**OBJET DE L'EXERCICE:** Montrez chaque ligne des enregistrements qui contient le mot « line » en la recopiant intégralement.

**ENREGISTREMENTS À TRAITER:**
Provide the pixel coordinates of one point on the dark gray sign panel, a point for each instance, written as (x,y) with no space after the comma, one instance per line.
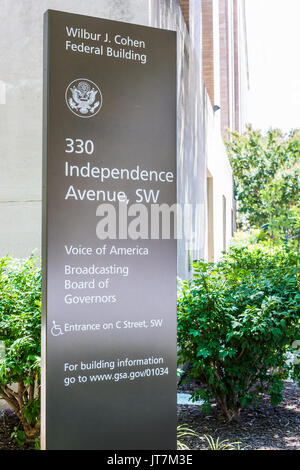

* * *

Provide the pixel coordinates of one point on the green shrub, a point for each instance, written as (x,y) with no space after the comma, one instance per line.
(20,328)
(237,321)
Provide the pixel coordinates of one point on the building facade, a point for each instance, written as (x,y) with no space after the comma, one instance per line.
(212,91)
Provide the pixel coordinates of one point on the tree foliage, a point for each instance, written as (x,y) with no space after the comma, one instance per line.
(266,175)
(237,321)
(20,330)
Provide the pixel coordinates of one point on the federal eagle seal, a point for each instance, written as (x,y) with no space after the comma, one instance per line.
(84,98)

--

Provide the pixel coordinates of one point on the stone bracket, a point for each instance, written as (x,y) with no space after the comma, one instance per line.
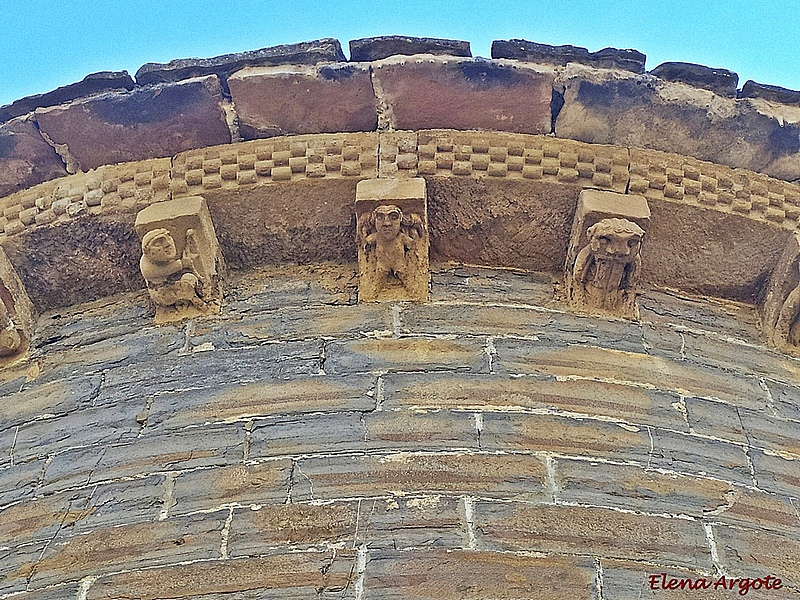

**RÉSULTAT:**
Provide the pixel coordinates of one point on the dark gray sign panel, a point for each instance, written as (x,y) with no space after the comma, one instance per line.
Provide the pixel coordinates of one point on the green shrub, a point for each instance, written as (x,y) with no space after the comma, one instance per line.
Provide the pixel coordinates of one point on the building facade, a point for each instance, written as (x,y) with no space after the comma, one instance per line.
Provide the pixel coordinates of one point on the tree foliage, a point for each instance, written as (x,y) with no space after the comma, one instance per line.
Provide the pixel coordinates of one point on the federal eagle seal, a point for each instance, written as (x,y) with no space after the comma, one instance per line.
Provide the pixel coordinates of one point on the stone bracket, a point for each instance, written as (x,y) with no space after the comma, one instance per line.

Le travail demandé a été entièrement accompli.